In the material below, begin at the line containing "Mark one point per instance of the rear bumper" and stop after the line containing "x=434, y=726". Rewrite only those lines, swapping "rear bumper" for "back bumper" and changing nothing else.

#####

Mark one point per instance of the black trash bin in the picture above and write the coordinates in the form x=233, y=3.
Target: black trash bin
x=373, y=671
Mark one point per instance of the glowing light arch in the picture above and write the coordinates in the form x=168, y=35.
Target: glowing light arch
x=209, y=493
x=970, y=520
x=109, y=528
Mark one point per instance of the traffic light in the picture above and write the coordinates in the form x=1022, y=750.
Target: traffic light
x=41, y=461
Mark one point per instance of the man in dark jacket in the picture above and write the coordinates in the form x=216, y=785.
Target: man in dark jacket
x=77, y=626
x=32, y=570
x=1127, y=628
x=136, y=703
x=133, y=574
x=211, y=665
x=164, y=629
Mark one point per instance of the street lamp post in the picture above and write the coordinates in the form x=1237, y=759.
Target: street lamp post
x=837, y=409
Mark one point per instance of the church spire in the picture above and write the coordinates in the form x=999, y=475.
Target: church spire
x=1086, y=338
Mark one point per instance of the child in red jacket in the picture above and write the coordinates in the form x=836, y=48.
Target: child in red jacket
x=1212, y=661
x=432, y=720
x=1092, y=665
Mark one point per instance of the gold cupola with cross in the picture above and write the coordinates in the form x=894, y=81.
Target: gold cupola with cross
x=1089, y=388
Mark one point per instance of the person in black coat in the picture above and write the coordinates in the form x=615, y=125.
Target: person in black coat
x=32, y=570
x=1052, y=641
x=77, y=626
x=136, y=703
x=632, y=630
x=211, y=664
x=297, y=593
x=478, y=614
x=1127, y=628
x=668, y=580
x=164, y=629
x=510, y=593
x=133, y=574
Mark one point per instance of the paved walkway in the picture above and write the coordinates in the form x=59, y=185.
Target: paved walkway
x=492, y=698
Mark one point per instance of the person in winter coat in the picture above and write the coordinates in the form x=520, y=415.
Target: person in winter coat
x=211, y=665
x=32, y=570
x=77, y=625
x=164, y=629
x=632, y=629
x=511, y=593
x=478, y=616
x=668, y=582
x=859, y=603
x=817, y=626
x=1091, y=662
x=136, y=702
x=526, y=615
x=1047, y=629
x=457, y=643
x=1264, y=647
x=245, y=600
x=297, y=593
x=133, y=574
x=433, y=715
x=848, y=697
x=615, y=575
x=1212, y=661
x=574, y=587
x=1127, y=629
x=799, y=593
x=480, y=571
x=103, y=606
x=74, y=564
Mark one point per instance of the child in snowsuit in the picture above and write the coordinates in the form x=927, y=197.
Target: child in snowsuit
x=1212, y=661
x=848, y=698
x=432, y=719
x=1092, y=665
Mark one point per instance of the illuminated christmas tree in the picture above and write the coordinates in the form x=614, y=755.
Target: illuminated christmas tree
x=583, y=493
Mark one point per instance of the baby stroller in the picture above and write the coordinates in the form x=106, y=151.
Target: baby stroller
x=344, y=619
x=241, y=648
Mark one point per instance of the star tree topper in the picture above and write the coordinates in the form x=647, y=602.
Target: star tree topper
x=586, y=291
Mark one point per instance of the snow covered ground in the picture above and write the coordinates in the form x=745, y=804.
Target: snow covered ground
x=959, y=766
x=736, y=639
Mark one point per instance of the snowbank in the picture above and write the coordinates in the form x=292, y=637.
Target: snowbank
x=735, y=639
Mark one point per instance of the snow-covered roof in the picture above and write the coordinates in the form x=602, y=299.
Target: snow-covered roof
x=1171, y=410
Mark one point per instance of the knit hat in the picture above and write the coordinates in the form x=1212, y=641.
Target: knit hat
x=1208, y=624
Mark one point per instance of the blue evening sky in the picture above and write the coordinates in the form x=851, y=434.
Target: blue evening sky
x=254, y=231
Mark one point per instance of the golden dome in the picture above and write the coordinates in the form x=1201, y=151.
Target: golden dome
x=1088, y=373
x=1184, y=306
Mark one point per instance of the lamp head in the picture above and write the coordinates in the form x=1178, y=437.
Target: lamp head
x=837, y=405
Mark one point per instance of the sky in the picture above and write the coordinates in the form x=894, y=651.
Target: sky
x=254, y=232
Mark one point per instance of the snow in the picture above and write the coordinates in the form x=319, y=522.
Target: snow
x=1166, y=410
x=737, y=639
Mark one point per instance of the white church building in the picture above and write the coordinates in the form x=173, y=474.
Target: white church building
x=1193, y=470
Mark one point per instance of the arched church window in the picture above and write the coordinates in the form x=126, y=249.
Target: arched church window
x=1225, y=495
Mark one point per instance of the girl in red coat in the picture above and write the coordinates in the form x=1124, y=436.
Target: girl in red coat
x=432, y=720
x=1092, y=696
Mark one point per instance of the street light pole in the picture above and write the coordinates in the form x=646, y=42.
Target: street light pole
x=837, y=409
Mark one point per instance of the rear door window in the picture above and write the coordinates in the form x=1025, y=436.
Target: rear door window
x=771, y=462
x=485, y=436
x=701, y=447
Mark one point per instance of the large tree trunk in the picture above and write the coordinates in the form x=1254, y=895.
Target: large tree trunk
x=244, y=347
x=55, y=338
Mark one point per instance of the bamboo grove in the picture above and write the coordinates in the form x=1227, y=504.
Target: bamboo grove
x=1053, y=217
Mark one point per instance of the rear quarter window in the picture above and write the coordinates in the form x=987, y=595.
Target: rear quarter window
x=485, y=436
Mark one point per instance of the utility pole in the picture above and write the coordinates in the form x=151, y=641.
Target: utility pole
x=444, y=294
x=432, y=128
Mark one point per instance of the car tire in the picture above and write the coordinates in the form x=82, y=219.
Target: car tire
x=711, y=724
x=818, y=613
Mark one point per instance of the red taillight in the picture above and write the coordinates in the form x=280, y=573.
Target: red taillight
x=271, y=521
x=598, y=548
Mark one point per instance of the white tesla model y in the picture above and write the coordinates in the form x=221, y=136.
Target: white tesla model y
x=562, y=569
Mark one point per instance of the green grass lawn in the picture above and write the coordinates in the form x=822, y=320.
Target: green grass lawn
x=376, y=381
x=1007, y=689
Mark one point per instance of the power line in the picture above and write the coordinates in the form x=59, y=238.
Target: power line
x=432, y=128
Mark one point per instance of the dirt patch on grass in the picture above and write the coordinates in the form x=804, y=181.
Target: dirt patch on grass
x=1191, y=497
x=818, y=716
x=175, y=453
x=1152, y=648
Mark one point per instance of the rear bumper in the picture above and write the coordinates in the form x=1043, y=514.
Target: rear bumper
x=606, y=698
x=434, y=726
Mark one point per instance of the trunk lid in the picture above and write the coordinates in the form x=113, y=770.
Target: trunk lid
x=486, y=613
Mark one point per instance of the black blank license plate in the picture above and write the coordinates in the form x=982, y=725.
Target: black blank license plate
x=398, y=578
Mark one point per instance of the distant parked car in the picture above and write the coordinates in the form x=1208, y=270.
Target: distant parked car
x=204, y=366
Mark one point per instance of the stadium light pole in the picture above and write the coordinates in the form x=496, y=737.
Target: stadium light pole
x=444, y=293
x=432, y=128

#####

### Full output
Mark one point per instance of the back bumper in the picture above and write the coordinates in the form x=1043, y=514.
Target: back bumper
x=606, y=698
x=434, y=726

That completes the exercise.